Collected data

::::

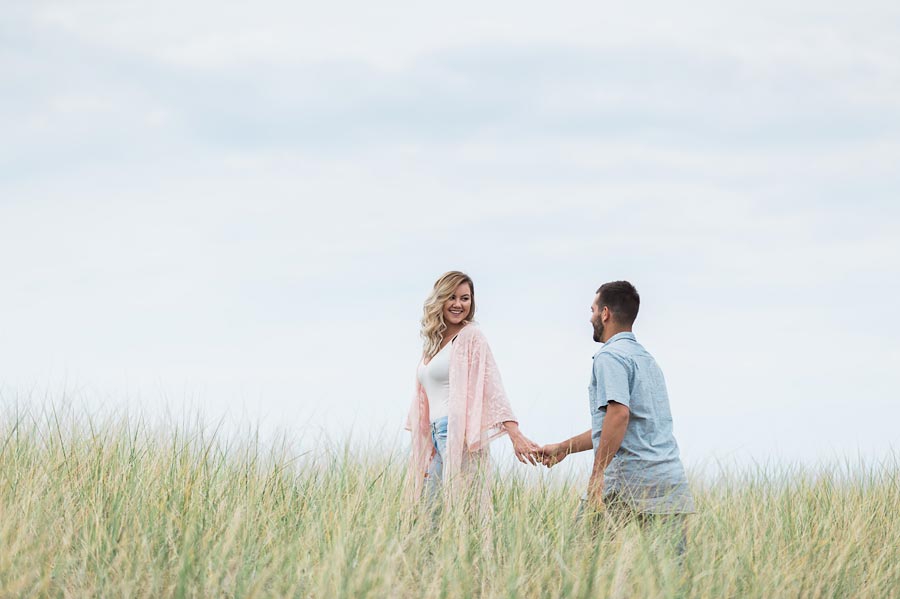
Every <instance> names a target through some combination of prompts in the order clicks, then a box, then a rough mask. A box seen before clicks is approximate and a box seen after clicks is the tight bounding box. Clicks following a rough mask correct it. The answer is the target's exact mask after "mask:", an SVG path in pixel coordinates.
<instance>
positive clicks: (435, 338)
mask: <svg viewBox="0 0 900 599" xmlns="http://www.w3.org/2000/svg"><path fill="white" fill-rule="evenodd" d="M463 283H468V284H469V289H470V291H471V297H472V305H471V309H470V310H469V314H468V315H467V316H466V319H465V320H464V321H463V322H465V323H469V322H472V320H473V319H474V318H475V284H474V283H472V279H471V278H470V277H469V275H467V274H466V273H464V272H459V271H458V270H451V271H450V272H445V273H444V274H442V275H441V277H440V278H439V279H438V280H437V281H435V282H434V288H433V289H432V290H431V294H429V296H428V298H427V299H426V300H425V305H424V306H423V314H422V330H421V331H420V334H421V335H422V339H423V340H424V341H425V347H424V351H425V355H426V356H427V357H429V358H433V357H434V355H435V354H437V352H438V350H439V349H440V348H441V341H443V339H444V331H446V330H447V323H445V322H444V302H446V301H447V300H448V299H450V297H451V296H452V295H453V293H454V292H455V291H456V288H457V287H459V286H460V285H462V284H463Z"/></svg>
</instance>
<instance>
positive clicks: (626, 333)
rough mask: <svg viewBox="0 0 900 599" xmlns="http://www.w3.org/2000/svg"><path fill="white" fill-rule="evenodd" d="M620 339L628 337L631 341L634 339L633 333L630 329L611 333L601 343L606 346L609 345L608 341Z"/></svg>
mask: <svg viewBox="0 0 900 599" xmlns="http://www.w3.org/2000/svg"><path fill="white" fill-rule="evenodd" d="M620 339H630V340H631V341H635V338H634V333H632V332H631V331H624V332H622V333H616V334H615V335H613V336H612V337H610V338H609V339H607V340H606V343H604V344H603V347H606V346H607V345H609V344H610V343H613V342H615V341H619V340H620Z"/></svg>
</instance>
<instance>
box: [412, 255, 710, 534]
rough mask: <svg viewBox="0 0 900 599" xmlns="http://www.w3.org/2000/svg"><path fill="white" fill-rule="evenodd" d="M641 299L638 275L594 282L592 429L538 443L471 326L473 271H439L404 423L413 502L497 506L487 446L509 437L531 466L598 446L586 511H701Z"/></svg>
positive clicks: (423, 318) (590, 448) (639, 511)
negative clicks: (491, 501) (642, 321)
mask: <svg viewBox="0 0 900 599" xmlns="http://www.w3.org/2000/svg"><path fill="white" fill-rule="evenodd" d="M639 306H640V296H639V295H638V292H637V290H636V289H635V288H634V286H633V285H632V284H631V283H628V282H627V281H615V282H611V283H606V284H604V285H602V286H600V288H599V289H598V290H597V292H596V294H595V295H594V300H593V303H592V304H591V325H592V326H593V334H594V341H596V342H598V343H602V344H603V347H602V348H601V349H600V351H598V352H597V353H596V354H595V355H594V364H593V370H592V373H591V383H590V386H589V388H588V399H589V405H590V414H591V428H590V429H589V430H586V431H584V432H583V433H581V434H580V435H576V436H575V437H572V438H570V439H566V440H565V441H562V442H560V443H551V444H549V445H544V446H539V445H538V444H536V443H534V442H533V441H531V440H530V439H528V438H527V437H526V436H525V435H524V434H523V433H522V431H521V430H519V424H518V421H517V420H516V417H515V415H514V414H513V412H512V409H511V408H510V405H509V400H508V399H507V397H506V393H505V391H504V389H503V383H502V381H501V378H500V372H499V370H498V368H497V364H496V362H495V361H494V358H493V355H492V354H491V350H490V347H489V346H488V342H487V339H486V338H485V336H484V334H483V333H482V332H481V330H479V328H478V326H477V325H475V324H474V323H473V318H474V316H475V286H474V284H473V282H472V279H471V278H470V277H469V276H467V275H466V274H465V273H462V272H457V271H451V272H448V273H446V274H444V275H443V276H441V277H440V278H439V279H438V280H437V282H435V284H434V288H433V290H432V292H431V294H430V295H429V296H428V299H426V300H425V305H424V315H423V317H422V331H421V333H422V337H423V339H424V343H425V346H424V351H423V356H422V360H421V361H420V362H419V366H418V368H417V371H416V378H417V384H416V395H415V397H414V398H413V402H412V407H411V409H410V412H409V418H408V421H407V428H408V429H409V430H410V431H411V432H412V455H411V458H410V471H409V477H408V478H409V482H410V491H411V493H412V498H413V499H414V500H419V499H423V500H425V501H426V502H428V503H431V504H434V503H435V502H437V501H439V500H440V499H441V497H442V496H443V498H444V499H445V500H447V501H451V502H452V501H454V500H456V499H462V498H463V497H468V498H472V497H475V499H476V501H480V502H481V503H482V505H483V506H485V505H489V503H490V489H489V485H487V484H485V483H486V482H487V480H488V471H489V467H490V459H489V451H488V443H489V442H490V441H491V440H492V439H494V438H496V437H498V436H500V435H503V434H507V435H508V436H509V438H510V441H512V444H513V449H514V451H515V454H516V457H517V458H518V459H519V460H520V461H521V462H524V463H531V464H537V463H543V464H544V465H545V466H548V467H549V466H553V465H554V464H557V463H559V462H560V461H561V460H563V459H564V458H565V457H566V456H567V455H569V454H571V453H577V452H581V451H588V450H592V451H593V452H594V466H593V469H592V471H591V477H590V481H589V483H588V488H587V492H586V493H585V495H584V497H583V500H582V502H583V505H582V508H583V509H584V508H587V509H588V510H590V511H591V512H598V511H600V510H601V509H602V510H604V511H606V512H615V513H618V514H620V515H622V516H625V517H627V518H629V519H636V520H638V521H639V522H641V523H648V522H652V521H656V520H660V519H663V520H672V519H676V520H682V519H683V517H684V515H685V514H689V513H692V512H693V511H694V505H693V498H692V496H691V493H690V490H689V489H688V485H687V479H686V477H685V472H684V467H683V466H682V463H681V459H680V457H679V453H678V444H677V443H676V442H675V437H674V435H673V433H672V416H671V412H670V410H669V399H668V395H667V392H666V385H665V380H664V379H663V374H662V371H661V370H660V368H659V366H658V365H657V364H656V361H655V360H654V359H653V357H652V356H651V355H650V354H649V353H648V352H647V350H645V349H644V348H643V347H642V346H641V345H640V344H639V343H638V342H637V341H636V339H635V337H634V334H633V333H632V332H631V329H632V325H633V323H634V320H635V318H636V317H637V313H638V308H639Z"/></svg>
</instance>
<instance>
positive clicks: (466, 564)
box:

::::

■ Task directions ■
Write out all of the lines above again, putting "coarse mask" wherever "rough mask" appears and changing nothing else. Leave the pictures out of your answer.

■ Answer area ■
Every <instance> names a target through some combination of prompts in the order clicks, then a box, then a coarse mask. A box seen before clicks is approximate and a box seen after clicks is the tight bounding box. Clicks following a coarse mask correct it. The answer is the target's exact mask after "mask:", an SVG path in pixel coordinates.
<instance>
positive clicks: (435, 338)
mask: <svg viewBox="0 0 900 599" xmlns="http://www.w3.org/2000/svg"><path fill="white" fill-rule="evenodd" d="M463 283H468V284H469V289H470V291H471V297H472V305H471V309H470V310H469V314H468V315H467V316H466V319H465V320H464V321H463V322H465V323H469V322H472V320H473V319H474V318H475V284H474V283H472V279H471V278H470V277H469V275H467V274H466V273H464V272H459V271H458V270H451V271H450V272H445V273H444V274H442V275H441V277H440V278H439V279H438V280H437V281H435V282H434V288H433V289H432V290H431V294H429V296H428V298H427V299H426V300H425V305H424V306H423V314H422V330H421V331H420V334H421V335H422V339H423V340H424V341H425V347H424V351H425V355H426V356H427V357H429V358H433V357H434V355H435V354H437V352H438V350H439V349H440V348H441V341H443V339H444V331H446V330H447V323H445V322H444V302H446V301H447V300H448V299H450V297H451V296H452V295H453V293H454V292H455V291H456V288H457V287H459V286H460V285H462V284H463Z"/></svg>
</instance>
<instance>
positive clicks: (626, 333)
coarse mask: <svg viewBox="0 0 900 599" xmlns="http://www.w3.org/2000/svg"><path fill="white" fill-rule="evenodd" d="M620 339L628 337L631 341L634 339L633 333L630 329L611 333L601 343L606 346L609 345L608 341Z"/></svg>
mask: <svg viewBox="0 0 900 599" xmlns="http://www.w3.org/2000/svg"><path fill="white" fill-rule="evenodd" d="M620 339H630V340H631V341H635V338H634V333H632V332H631V331H624V332H622V333H616V334H615V335H613V336H612V337H610V338H609V339H607V340H606V343H604V344H603V347H606V346H607V345H609V344H610V343H613V342H615V341H619V340H620Z"/></svg>
</instance>
<instance>
box: [412, 255, 710, 534]
coarse mask: <svg viewBox="0 0 900 599" xmlns="http://www.w3.org/2000/svg"><path fill="white" fill-rule="evenodd" d="M641 299L638 275L594 282L592 429L538 443L471 326L473 271H439L404 423L413 502L497 506L487 446L509 437L531 466L598 446L586 511H701Z"/></svg>
positive clicks: (423, 318) (590, 448) (639, 511)
negative clicks: (491, 501) (642, 321)
mask: <svg viewBox="0 0 900 599" xmlns="http://www.w3.org/2000/svg"><path fill="white" fill-rule="evenodd" d="M639 306H640V296H639V295H638V292H637V290H636V289H635V288H634V286H633V285H632V284H631V283H628V282H627V281H615V282H611V283H606V284H604V285H602V286H600V288H599V289H598V290H597V292H596V294H595V295H594V300H593V303H592V304H591V325H592V326H593V334H594V341H596V342H598V343H602V344H603V347H602V348H601V349H600V351H598V352H597V353H596V354H595V355H594V364H593V370H592V373H591V383H590V386H589V388H588V399H589V405H590V414H591V428H590V429H589V430H586V431H584V432H583V433H581V434H580V435H576V436H575V437H572V438H570V439H566V440H565V441H562V442H560V443H551V444H549V445H544V446H539V445H538V444H536V443H534V442H533V441H531V440H530V439H528V438H527V437H526V436H525V435H524V434H523V433H522V431H521V430H519V424H518V421H517V420H516V417H515V415H514V414H513V412H512V409H511V408H510V405H509V400H508V399H507V397H506V393H505V391H504V389H503V383H502V381H501V378H500V372H499V370H498V368H497V364H496V362H495V361H494V358H493V355H492V354H491V350H490V347H489V346H488V342H487V339H486V338H485V336H484V334H483V333H482V332H481V330H479V328H478V326H477V325H475V324H474V323H473V318H474V316H475V286H474V284H473V282H472V279H471V278H470V277H469V276H467V275H466V274H465V273H462V272H457V271H451V272H448V273H446V274H444V275H443V276H441V277H440V278H439V279H438V280H437V282H435V284H434V288H433V290H432V292H431V294H430V295H429V296H428V299H426V300H425V305H424V315H423V317H422V331H421V333H422V337H423V339H424V343H425V346H424V351H423V356H422V360H421V361H420V362H419V366H418V368H417V371H416V378H417V384H416V395H415V397H414V398H413V402H412V407H411V409H410V412H409V418H408V421H407V428H408V429H409V430H410V431H411V432H412V455H411V458H410V471H409V477H408V478H409V482H410V491H411V493H412V498H413V499H414V500H419V499H423V500H425V501H426V502H428V503H431V504H434V503H435V502H437V501H439V500H440V499H441V497H442V496H443V498H444V499H445V500H447V501H451V502H452V501H454V500H456V499H462V498H463V497H468V498H472V497H475V499H476V501H480V502H481V503H482V505H483V506H485V505H489V503H490V489H489V485H487V484H485V483H486V482H487V480H488V471H489V467H490V459H489V451H488V443H489V442H490V441H491V440H492V439H494V438H496V437H498V436H500V435H503V434H507V435H508V436H509V438H510V441H512V444H513V449H514V451H515V454H516V457H517V458H518V459H519V460H520V461H521V462H524V463H531V464H537V463H543V464H544V465H545V466H548V467H549V466H553V465H554V464H557V463H559V462H560V461H561V460H563V459H564V458H565V457H566V456H567V455H569V454H571V453H577V452H581V451H588V450H592V451H593V452H594V466H593V469H592V471H591V477H590V481H589V483H588V488H587V492H586V493H585V495H584V497H583V500H582V502H583V505H582V508H583V509H584V508H587V509H588V510H590V511H591V512H598V511H600V510H601V509H602V510H604V511H606V512H615V513H618V514H620V515H622V516H625V517H627V518H629V519H636V520H638V521H639V522H641V523H648V522H652V521H656V520H660V519H663V520H672V519H676V520H682V519H683V517H684V515H685V514H689V513H692V512H693V511H694V505H693V498H692V496H691V493H690V490H689V489H688V485H687V479H686V477H685V472H684V467H683V466H682V463H681V459H680V457H679V453H678V444H677V443H676V442H675V437H674V435H673V433H672V416H671V412H670V410H669V399H668V395H667V392H666V385H665V380H664V379H663V374H662V371H661V370H660V368H659V366H658V365H657V364H656V361H655V360H654V359H653V357H652V356H651V355H650V354H649V353H648V352H647V350H645V349H644V348H643V347H642V346H641V345H640V344H639V343H638V342H637V341H636V339H635V337H634V334H633V333H632V332H631V329H632V325H633V323H634V320H635V318H636V317H637V313H638V308H639Z"/></svg>
</instance>
<instance>
positive clicks: (466, 564)
box:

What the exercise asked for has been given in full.